● Your assignment: Copy all of the records word for word.

● Records provided:
◆ ◆ ◆
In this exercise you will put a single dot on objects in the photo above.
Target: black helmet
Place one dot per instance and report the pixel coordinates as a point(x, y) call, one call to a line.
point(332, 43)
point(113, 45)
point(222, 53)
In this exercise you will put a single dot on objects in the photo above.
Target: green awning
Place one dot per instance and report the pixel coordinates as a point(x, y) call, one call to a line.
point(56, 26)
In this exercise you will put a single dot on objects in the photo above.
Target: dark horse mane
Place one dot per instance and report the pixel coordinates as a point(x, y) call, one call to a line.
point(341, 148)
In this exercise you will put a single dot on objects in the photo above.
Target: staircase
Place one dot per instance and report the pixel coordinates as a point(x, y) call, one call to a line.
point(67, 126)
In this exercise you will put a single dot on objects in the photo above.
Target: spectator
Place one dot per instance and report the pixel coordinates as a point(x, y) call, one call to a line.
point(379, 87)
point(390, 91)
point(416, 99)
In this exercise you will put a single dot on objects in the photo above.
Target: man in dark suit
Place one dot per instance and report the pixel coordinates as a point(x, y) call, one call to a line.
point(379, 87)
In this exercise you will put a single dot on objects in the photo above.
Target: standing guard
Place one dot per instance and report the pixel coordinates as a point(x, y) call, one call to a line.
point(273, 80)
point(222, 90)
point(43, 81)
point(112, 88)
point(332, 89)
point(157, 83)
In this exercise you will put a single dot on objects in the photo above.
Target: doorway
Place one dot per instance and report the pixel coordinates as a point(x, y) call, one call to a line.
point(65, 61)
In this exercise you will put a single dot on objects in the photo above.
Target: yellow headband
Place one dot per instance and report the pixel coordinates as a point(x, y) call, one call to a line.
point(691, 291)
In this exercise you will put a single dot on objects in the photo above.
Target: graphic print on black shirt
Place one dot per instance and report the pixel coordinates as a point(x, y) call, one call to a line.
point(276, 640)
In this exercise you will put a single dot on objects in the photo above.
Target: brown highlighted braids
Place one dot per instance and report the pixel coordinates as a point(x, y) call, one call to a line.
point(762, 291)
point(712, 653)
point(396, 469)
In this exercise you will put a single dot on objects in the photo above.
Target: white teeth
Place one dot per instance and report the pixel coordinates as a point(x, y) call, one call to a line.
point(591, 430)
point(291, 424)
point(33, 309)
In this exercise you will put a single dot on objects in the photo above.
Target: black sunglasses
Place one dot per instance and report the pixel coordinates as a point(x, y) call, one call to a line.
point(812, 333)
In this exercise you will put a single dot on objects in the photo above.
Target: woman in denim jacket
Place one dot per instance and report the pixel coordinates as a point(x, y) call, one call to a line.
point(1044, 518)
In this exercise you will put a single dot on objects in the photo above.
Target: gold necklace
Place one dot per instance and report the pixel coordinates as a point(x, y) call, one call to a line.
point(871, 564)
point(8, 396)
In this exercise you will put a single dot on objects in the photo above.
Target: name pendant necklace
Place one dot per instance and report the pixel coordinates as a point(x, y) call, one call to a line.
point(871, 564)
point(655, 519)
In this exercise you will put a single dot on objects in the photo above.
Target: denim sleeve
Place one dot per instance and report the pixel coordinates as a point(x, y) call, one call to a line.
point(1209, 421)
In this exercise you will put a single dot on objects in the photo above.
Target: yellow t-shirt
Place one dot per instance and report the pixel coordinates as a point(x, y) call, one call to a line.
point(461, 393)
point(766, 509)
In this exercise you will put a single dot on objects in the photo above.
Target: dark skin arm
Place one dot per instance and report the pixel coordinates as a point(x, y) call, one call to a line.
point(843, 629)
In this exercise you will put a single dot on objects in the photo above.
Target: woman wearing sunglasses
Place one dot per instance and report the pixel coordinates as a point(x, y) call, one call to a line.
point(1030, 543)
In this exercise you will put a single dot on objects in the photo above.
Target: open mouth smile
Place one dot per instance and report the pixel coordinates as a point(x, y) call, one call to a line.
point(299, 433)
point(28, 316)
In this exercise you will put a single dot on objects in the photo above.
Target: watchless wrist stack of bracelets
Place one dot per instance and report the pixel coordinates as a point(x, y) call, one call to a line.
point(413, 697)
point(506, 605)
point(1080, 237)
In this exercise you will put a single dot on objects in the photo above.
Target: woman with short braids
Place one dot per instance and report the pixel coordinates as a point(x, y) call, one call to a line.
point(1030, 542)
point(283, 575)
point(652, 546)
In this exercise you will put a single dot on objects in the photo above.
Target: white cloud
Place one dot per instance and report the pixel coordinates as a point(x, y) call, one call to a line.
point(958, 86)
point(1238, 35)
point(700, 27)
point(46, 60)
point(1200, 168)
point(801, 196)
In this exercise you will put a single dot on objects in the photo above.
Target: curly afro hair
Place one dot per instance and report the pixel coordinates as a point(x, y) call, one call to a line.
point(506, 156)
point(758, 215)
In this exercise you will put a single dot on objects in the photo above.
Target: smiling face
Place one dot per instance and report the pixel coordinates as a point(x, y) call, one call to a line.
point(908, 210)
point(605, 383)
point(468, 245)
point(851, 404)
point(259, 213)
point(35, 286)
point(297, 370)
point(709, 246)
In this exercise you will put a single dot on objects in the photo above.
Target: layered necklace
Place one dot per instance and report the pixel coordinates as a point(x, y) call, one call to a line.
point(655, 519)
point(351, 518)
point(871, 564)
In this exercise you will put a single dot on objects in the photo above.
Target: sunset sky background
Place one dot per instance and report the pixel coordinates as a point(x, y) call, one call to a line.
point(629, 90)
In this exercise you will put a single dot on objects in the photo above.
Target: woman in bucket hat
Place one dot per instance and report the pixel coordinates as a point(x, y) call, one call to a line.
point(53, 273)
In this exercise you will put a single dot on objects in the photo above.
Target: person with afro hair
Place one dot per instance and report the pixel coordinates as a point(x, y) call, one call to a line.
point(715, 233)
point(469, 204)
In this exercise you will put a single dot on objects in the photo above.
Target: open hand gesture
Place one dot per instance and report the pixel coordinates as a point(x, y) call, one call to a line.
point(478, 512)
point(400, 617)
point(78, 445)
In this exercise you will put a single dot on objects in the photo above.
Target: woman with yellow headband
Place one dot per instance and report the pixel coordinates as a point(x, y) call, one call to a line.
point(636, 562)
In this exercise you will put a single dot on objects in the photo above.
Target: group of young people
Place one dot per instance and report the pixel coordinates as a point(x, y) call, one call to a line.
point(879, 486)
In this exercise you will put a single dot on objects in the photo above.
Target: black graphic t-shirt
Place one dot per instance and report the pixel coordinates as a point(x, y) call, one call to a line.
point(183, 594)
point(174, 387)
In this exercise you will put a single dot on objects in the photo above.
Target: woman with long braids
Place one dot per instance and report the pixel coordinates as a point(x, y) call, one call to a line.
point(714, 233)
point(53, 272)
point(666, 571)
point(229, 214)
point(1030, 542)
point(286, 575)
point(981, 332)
◆ ◆ ◆
● Solution:
In this exercise you will put a single dot on objects in the photo above.
Target: black helmet
Place one dot per instance and report the pixel coordinates as a point(x, y) call, one call to a line.
point(332, 43)
point(113, 45)
point(222, 53)
In this exercise you will put a single dot on objects in the photo above.
Target: green awning
Place one dot per instance and report the pixel coordinates as a point(x, y) call, one call to a line.
point(56, 26)
In this exercise you will put a single dot on objects in the photo above.
Target: dark horse mane
Place one dot per instance and report the pixel coordinates as a point(x, y) call, one call to a line.
point(341, 148)
In this exercise you will put a single dot on objects in the photo above.
Target: staircase
Place one dot per instance and report the pixel coordinates as a point(x, y) call, one call to a line.
point(67, 126)
In this exercise you will put a single dot on objects in the photo above.
Target: spectator
Place one dot per instance and report the pixel coordinates as a point(x, y) call, one call to a line.
point(379, 87)
point(390, 91)
point(416, 99)
In this exercise you will put a single dot on objects in the photo above.
Target: man in dark suit
Place one dot per instance and report the pixel coordinates as a point(x, y) call, one call to a line.
point(379, 87)
In this exercise you will put a single dot on objects in the photo above.
Target: standing guard
Place one dot per instance and report the pixel coordinates as a point(x, y) call, one call to a line.
point(273, 80)
point(222, 90)
point(43, 81)
point(112, 88)
point(332, 89)
point(157, 83)
In this exercise you will put a single dot on objects in the photo above.
Target: doorway
Place one dot per instance and report the pixel coordinates as a point(x, y) call, one call to a line.
point(65, 61)
In this exercise you will put a single dot on objects in the photo above.
Target: yellow headband
Place one dot per instance and report the pixel coordinates as a point(x, y) call, one call to a line.
point(691, 291)
In this exercise you will put a single dot on objects in the photo above.
Target: graphic print on black shirt
Place one dot per instance and report the pixel coordinates as a point(x, y) call, one call to a line.
point(276, 640)
In this exercise you will put a single dot on objects in the photo above.
Target: brown highlighted braids
Place one dot per instance and report the pixel coordinates as a point(x, y) call, one call to a line.
point(762, 291)
point(712, 653)
point(396, 469)
In this exercise you will put a single dot on objects in the photo above.
Target: white teeth
Place one dot per instance and report the pixel coordinates as a point(x, y) call, one call to a line.
point(591, 430)
point(291, 424)
point(33, 309)
In this exercise you will put a single dot on objects in the photo above.
Target: black sunglasses
Place one dot per instance and report the pixel coordinates as a point(x, y) call, one call to a line.
point(812, 333)
In this exercise you will put a single dot on objects in the photo above.
Target: woman in denim jacket
Place one dot per instance and report the pixel coordinates as a point(x, y) call, one call to a line.
point(1044, 518)
In this exercise you will put a single dot on objects in the photo above.
Target: gold necklace
Place one dot per instance and report the pixel coordinates as a point(x, y) call, one call to a line.
point(871, 564)
point(8, 396)
In this exercise you will put a single dot on objects in the photo above.
Target: name pendant necklace
Place one dot per instance and report the pixel coordinates as a point(x, y) call, one call to a line.
point(871, 564)
point(655, 519)
In this exercise you will put a single dot on objects in the photo above.
Target: denim sleeve
Place one dot per instance and report the pixel coordinates as a point(x, y) call, one call to a line.
point(1209, 421)
In this exercise you will put a single dot on objects in the photo above.
Target: yellow t-shirt
Place one dot per instance and report the pixel coordinates as a point(x, y) call, one call to a line.
point(461, 393)
point(766, 509)
In this exercise you will put a single dot on objects in the photo above.
Target: dark skin arm
Place one dot per instance and report the pixel coordinates as a point(x, y) call, one call to a line.
point(843, 629)
In this exercise you will put a single dot on objects in the photo above.
Target: woman wearing sunglasses
Place one dot per instance and report the pixel coordinates as a point(x, y) call, one call to a line.
point(1030, 543)
In this exercise you will put a single dot on objects in the photo above.
Target: open mouth smile
Place one dot per instance and report the pixel coordinates as a point(x, y) call, one call to a line.
point(299, 433)
point(28, 316)
In this exercise you will put a single dot on objects in the photo above.
Target: watchless wrist stack of bracelets
Place one dot per instance and report the pixel coordinates as a point(x, y) call, one call to a line.
point(413, 697)
point(506, 605)
point(1080, 237)
In this exercise you will put a single dot on objects in the photo above.
Target: woman with short braids
Place one dot per instance and report the pixel coordinates as a point(x, y) call, one call to a line.
point(1030, 542)
point(283, 575)
point(652, 546)
In this exercise you will put a single dot on objects in the photo above.
Target: white cloud
Place one dot per instance and report the pixel coordinates as a point(x, y) call, one call to a line.
point(958, 86)
point(1238, 35)
point(700, 27)
point(46, 60)
point(1200, 168)
point(801, 196)
In this exercise you will put a single dot on objects in the photo above.
Target: curly afro hair
Place one dot per instance and report the pixel coordinates as a point(x, y) call, one call to a line.
point(506, 156)
point(758, 215)
In this exercise you will put a single dot on objects in the photo above.
Target: smiling face
Place one dot per instance and report the pixel coordinates as a point(x, y) call, one call to a line.
point(908, 210)
point(605, 383)
point(468, 245)
point(851, 404)
point(259, 213)
point(35, 286)
point(297, 370)
point(709, 246)
In this exercise you will put a single dot on objects in the photo above.
Target: layered necklace
Place one dot per instance and report the pixel coordinates as a point(x, y) call, one call to a line.
point(655, 519)
point(351, 518)
point(871, 564)
In this exercise you will put a single dot on objects in the photo above.
Target: sunset sky background
Place one dot per instance and report the pixel coordinates as a point(x, y) call, one call to a line.
point(629, 90)
In this exercise you will put a single dot on objects in the photo above.
Target: woman in bucket hat
Place one dot per instance and report the pixel coordinates as a point(x, y) call, one call to a line.
point(53, 273)
In this exercise you will put a single dot on objects in the photo above.
Target: person with afro hair
Place one dot per instance and report the pixel coordinates as a point(x, y) call, one call to a line.
point(715, 233)
point(469, 204)
In this exercise you will put a single dot on objects in the photo above.
Target: open hand gesture
Place one dot per instance and report the pixel coordinates as a point(x, y) call, one call to a line.
point(478, 512)
point(400, 617)
point(78, 445)
In this exercise you will put a single dot on objects in the photo above.
Target: woman with yellow headband
Place one dot per instance and report the pixel coordinates as a point(x, y) call, one call to a line.
point(636, 562)
In this exercise you will put a single dot on objects in the photo above.
Target: group of young people
Place one dot per instance and report the pixel coordinates as a point(x, y) call, one call to a line.
point(879, 486)
In this exercise you will put a single dot on objects in the photo above.
Target: black graphic t-shirt
Place one dot per instance and report the pixel coordinates as a point(x, y) call, one call to a line.
point(183, 594)
point(174, 387)
In this exercise you will put a single dot on objects in the photo above.
Target: woman with long braids
Place one dot per instance and report the pixel coordinates as a point(x, y) call, one call to a line.
point(714, 233)
point(53, 272)
point(666, 571)
point(229, 214)
point(1030, 542)
point(286, 575)
point(981, 332)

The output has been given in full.